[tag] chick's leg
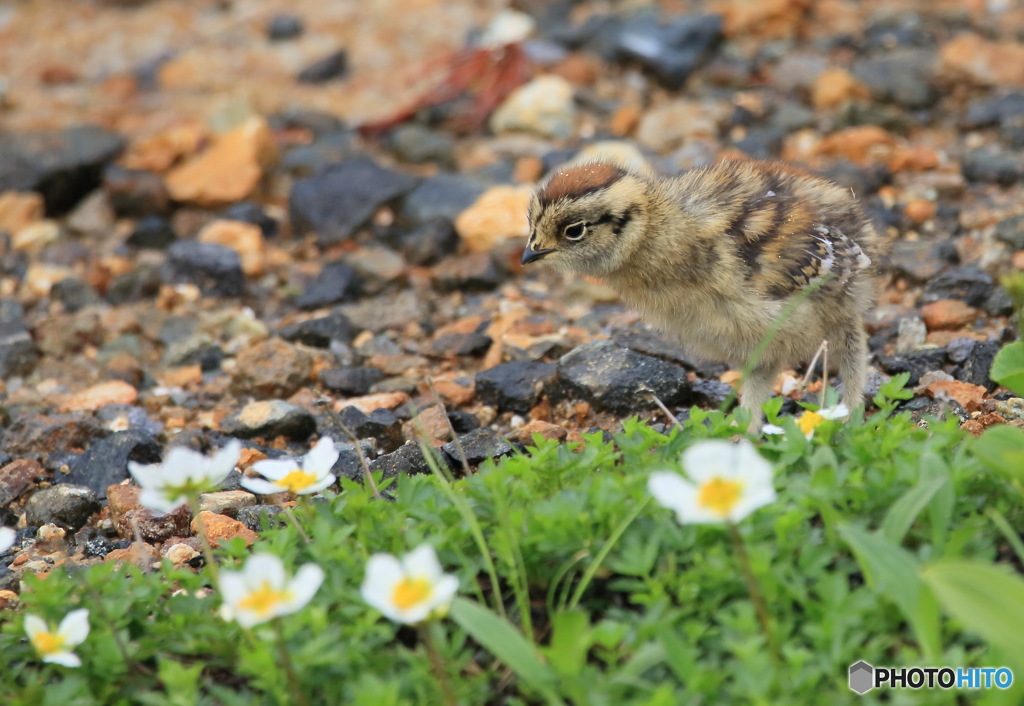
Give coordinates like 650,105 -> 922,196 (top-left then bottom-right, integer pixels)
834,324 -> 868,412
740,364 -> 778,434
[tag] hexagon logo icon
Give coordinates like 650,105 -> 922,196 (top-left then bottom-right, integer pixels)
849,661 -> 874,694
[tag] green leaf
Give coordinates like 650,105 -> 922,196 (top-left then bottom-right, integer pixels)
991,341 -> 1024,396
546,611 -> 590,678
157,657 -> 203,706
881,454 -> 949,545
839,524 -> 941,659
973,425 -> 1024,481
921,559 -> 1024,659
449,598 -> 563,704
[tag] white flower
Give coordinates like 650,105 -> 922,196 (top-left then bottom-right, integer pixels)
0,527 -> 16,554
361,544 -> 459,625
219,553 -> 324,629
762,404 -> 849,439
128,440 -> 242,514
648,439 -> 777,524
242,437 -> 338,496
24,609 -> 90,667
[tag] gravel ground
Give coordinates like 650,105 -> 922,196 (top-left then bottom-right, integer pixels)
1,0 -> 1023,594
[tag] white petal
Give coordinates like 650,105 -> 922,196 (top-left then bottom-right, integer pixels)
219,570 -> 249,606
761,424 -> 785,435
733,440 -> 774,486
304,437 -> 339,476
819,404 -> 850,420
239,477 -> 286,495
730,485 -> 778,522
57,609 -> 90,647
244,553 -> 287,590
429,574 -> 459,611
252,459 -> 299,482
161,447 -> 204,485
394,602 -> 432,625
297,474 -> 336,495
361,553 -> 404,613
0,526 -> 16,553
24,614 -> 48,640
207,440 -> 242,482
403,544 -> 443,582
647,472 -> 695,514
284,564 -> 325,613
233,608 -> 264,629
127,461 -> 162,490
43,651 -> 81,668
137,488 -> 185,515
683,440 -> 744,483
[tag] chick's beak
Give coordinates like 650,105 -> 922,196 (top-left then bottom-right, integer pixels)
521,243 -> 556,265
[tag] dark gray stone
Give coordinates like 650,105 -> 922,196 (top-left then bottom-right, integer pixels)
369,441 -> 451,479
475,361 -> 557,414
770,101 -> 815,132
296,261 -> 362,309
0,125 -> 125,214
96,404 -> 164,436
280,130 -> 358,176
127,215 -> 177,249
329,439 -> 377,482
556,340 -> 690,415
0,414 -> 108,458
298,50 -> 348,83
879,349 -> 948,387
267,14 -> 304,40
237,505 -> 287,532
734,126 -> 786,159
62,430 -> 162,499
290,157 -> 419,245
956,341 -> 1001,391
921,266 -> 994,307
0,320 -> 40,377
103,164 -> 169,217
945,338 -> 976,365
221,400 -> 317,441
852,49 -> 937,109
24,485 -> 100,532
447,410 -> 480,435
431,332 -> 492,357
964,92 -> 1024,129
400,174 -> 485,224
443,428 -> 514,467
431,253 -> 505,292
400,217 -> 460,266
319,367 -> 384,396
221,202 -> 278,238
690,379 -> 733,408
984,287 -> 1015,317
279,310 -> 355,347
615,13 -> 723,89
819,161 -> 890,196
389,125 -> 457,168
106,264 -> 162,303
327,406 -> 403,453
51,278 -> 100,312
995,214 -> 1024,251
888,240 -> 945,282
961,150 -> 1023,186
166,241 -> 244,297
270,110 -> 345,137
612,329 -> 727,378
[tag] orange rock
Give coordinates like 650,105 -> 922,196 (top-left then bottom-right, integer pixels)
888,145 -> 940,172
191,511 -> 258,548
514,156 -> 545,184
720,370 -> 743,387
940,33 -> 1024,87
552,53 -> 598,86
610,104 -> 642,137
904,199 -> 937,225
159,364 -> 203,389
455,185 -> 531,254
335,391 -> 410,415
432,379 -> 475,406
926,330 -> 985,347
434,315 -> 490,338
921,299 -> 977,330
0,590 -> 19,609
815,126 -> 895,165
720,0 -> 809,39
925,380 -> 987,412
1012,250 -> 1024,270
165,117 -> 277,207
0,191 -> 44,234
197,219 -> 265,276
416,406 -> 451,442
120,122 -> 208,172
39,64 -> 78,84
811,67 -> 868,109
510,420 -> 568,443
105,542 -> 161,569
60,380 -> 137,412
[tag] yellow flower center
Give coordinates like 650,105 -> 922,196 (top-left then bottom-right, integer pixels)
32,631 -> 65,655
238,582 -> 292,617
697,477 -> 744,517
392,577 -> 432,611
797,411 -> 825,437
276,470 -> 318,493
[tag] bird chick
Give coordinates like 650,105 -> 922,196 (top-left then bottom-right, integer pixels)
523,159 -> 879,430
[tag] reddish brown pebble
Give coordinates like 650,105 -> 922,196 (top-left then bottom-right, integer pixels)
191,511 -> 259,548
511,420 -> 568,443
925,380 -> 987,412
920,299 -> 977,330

■ Action item:
Every entry above needs to be printed again exactly, with its pictures left out.

■ Response to this exercise:
[tag] chick's leg
Give coordinates like 650,105 -> 922,196 (top-left then bottom-right, integer pixels)
834,324 -> 868,412
740,364 -> 778,434
[tag] hexagon logo icon
Give coordinates like 650,105 -> 922,196 (top-left then bottom-right, integer pixels)
849,661 -> 874,694
[tag] green leaf
Give coordinates like 650,105 -> 922,196 (top-left then bottom-right, integer pixels)
991,341 -> 1024,396
546,611 -> 590,678
157,657 -> 203,706
881,454 -> 949,545
839,524 -> 941,659
973,425 -> 1024,481
921,559 -> 1024,659
449,598 -> 563,704
[tag] white flower
Give coordinates like 650,105 -> 922,196 (top-left then bottom-right, integer pixels)
0,527 -> 16,554
361,544 -> 459,625
219,553 -> 324,629
762,404 -> 849,439
128,440 -> 242,514
648,439 -> 777,524
242,437 -> 338,496
24,609 -> 90,667
[tag] gravel ground
Give coordinates like 650,105 -> 922,196 (top-left then bottom-right, integer pixels)
1,0 -> 1023,594
[tag] white petal
Give coordinates like 650,105 -> 922,196 (top-left then bottom-right, integer pixels)
219,570 -> 249,606
761,424 -> 785,435
733,440 -> 774,486
304,437 -> 339,476
819,404 -> 850,420
239,477 -> 286,495
730,485 -> 778,522
57,609 -> 90,647
244,553 -> 287,590
429,574 -> 459,611
252,459 -> 299,482
161,447 -> 204,485
394,602 -> 432,625
297,474 -> 336,495
361,553 -> 404,613
0,526 -> 16,553
24,614 -> 48,640
207,440 -> 242,482
403,544 -> 443,582
647,472 -> 695,514
284,564 -> 325,613
233,608 -> 264,629
127,461 -> 162,490
43,651 -> 81,668
137,488 -> 185,515
683,440 -> 744,483
[tag] chick's beak
Give coordinates like 650,105 -> 922,196 (top-left then bottom-right, integer pixels)
521,243 -> 556,265
[tag] dark gray stone
Give coordinates like 650,105 -> 922,196 (top-left then bottom-right, integer pixels)
369,441 -> 451,479
475,361 -> 557,414
770,101 -> 815,132
296,261 -> 362,309
0,125 -> 125,214
96,404 -> 164,436
280,130 -> 358,176
127,215 -> 177,249
329,439 -> 377,482
556,340 -> 690,415
0,414 -> 108,458
298,50 -> 348,83
879,349 -> 948,387
267,14 -> 304,40
237,505 -> 287,532
734,126 -> 786,159
62,430 -> 162,499
290,157 -> 419,245
956,341 -> 1001,391
921,266 -> 994,307
0,320 -> 40,377
103,164 -> 169,217
945,338 -> 976,365
221,400 -> 317,441
852,49 -> 937,109
24,485 -> 100,532
447,410 -> 480,435
431,332 -> 492,357
964,92 -> 1024,129
400,174 -> 485,224
443,428 -> 514,467
431,253 -> 505,292
400,217 -> 460,266
319,367 -> 384,396
221,202 -> 278,238
690,379 -> 733,408
984,287 -> 1015,317
279,310 -> 355,347
615,13 -> 723,89
819,161 -> 890,196
389,125 -> 457,168
106,264 -> 162,303
327,406 -> 403,453
51,278 -> 100,312
995,214 -> 1024,251
888,240 -> 945,282
961,150 -> 1023,186
166,241 -> 244,297
270,110 -> 345,137
612,329 -> 727,378
[tag] orange rock
Give coordinates like 650,105 -> 922,196 (top-left then bottom-right, integer pixels)
888,145 -> 940,172
191,511 -> 258,548
514,156 -> 545,184
720,370 -> 743,387
940,33 -> 1024,87
552,53 -> 598,86
610,104 -> 642,137
904,199 -> 937,225
159,364 -> 203,389
455,185 -> 531,254
335,391 -> 410,415
432,379 -> 475,406
926,330 -> 985,347
434,315 -> 490,338
921,299 -> 977,330
0,590 -> 19,609
815,126 -> 895,165
720,0 -> 809,39
925,380 -> 987,412
1012,250 -> 1024,270
165,117 -> 277,207
0,191 -> 44,234
197,219 -> 265,276
416,406 -> 451,442
120,122 -> 208,172
39,64 -> 78,84
811,67 -> 868,109
510,420 -> 568,443
105,542 -> 161,569
60,380 -> 137,412
[tag] yellow flower center
Give coordinates like 650,105 -> 922,196 (top-left then bottom-right, integer pixels)
32,631 -> 65,655
238,582 -> 292,617
697,477 -> 744,517
392,577 -> 432,611
797,411 -> 825,437
276,470 -> 318,493
[tag] bird chick
Give coordinates like 650,105 -> 922,196 (top-left then bottom-right, integer pixels)
523,159 -> 879,430
[tag] reddish brown pebble
Give coordinates like 650,105 -> 922,196 (top-left then bottom-right, integer pixels)
191,511 -> 259,548
511,420 -> 568,443
925,380 -> 987,412
920,299 -> 977,330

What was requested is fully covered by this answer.